=== Supplied passage ===
Remark
Please be aware that these lecture notes are accessible online in an ‘early access’ format. They are actively being developed, and certain sections will be further enriched to provide a comprehensive understanding of the subject matter.
2.2. Identifying Patterns of Missingness#
2.2.1. Identifying Missing Values#
In pandas, we can utilize the isna() or isnull() methods to identify missing values. Both methods function identically and can be used interchangeably to detect NaN (Not a Number) entries in the dataset.
2.2.2. Example: Mississippi River Gage Height Data#
To analyze the distribution of missing values over time for the Mississippi River at Thebes, IL dataset, focusing on the ‘77623_00065’ variable (which represents gage height):
The dataset for the Mississippi River at Thebes, IL was analyzed to examine the distribution of missing values in the gage height (ft) variable over time. The data was processed to ensure a complete 30-minute interval time series, allowing us to identify and visualize missing values effectively.
Data Ingestion and Cleaning: First, we isolate the timestamp and gage-height fields, standardize names, and enforce a unique, chronological index.
Eliminating duplicates ensures each timestamp corresponds to at most one measurement, avoiding artificial clustering or gaps.
Constructing a Continuous 30-Minute Time Base: To clearly identify missing observations, we generate every half-hour timestamp between the earliest and latest recorded times, then reindex.

=== What to produce ===
Please return the missing-values notes above in full, word for word. Work from the missing-values notes alone; the items have no part in this.

=== Dataset entries ===
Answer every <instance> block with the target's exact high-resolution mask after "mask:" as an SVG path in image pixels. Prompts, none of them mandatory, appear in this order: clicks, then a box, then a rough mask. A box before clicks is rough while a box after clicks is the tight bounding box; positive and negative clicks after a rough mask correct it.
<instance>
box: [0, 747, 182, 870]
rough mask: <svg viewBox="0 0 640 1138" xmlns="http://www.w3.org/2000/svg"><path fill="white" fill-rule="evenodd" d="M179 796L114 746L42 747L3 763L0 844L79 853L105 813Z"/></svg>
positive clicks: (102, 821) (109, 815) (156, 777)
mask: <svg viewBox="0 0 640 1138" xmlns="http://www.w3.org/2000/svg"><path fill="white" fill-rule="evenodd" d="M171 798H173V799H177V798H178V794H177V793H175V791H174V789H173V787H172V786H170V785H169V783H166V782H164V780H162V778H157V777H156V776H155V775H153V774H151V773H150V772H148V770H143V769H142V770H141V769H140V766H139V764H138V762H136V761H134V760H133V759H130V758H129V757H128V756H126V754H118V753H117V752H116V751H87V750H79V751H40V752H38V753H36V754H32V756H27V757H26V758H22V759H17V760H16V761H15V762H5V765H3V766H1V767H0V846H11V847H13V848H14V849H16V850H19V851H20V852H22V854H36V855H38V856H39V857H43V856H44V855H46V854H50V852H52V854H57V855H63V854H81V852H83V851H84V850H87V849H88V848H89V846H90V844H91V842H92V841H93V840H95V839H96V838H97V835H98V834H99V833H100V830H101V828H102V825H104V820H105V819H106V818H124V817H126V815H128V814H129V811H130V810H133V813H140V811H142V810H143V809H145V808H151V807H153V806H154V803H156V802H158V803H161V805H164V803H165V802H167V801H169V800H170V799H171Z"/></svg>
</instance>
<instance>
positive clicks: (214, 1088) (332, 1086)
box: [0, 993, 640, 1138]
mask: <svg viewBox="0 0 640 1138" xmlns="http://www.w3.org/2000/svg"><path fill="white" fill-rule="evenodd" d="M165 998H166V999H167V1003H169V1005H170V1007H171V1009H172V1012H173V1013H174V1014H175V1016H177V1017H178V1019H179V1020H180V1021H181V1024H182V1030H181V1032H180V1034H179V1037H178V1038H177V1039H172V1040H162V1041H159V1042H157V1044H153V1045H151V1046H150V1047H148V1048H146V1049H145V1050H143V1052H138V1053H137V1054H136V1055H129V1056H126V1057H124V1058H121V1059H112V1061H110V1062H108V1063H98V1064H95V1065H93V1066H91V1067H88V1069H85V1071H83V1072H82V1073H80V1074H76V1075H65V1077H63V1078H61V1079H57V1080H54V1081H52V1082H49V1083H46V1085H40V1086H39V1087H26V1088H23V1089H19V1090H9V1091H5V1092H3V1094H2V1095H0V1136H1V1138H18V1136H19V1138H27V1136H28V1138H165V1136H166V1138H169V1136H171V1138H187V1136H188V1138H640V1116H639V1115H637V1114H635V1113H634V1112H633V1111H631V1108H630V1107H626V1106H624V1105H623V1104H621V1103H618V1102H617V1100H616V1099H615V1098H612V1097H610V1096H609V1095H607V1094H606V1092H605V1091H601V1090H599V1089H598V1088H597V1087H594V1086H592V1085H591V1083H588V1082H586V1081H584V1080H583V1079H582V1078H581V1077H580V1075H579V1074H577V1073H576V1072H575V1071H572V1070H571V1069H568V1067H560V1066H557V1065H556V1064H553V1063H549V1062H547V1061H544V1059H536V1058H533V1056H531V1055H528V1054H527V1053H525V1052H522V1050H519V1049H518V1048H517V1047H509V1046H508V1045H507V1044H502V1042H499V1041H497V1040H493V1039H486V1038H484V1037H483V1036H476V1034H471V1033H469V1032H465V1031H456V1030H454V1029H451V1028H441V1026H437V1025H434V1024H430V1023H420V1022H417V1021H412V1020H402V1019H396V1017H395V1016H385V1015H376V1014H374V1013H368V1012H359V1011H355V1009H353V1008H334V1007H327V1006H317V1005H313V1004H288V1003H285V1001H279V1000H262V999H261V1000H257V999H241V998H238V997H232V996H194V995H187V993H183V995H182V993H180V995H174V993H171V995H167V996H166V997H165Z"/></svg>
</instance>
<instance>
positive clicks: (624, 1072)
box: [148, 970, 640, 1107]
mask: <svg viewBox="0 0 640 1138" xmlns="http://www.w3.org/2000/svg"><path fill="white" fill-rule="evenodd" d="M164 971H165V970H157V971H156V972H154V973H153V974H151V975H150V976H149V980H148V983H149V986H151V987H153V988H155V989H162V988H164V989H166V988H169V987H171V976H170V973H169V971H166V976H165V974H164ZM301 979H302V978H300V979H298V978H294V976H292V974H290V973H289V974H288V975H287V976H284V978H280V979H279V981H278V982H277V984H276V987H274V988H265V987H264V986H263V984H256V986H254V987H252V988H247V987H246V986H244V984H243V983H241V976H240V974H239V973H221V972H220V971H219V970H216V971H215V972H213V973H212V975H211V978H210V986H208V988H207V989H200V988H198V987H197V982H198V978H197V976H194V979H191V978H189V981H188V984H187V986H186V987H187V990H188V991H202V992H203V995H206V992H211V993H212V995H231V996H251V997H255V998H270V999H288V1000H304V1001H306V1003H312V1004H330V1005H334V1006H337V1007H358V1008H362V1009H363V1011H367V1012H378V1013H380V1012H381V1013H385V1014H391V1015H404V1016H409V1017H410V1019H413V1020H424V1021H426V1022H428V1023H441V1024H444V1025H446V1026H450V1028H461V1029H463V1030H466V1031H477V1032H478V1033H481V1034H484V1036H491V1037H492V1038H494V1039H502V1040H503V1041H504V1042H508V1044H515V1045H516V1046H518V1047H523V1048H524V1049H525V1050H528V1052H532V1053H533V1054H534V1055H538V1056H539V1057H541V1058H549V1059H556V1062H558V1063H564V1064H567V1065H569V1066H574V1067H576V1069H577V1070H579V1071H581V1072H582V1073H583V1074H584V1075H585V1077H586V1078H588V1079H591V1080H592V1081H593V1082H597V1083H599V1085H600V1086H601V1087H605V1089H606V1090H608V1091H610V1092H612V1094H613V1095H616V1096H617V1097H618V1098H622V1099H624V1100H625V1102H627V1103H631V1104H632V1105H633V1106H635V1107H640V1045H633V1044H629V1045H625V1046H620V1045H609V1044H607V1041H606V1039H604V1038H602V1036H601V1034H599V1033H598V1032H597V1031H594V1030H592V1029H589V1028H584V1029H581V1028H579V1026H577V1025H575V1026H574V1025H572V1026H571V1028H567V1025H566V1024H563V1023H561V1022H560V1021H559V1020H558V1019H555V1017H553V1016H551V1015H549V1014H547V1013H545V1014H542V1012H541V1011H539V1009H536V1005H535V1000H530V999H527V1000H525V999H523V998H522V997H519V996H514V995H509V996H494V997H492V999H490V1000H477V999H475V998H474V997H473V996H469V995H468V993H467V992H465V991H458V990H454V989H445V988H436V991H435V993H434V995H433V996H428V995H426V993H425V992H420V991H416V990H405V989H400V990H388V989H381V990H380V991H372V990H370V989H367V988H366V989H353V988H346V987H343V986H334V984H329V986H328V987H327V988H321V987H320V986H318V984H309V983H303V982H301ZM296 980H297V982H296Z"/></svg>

=== Expected answer ===
Remark
Please be aware that these lecture notes are accessible online in an ‘early access’ format. They are actively being developed, and certain sections will be further enriched to provide a comprehensive understanding of the subject matter.
2.2. Identifying Patterns of Missingness#
2.2.1. Identifying Missing Values#
In pandas, we can utilize the isna() or isnull() methods to identify missing values. Both methods function identically and can be used interchangeably to detect NaN (Not a Number) entries in the dataset.
2.2.2. Example: Mississippi River Gage Height Data#
To analyze the distribution of missing values over time for the Mississippi River at Thebes, IL dataset, focusing on the ‘77623_00065’ variable (which represents gage height):
The dataset for the Mississippi River at Thebes, IL was analyzed to examine the distribution of missing values in the gage height (ft) variable over time. The data was processed to ensure a complete 30-minute interval time series, allowing us to identify and visualize missing values effectively.
Data Ingestion and Cleaning: First, we isolate the timestamp and gage-height fields, standardize names, and enforce a unique, chronological index.
Eliminating duplicates ensures each timestamp corresponds to at most one measurement, avoiding artificial clustering or gaps.
Constructing a Continuous 30-Minute Time Base: To clearly identify missing observations, we generate every half-hour timestamp between the earliest and latest recorded times, then reindex.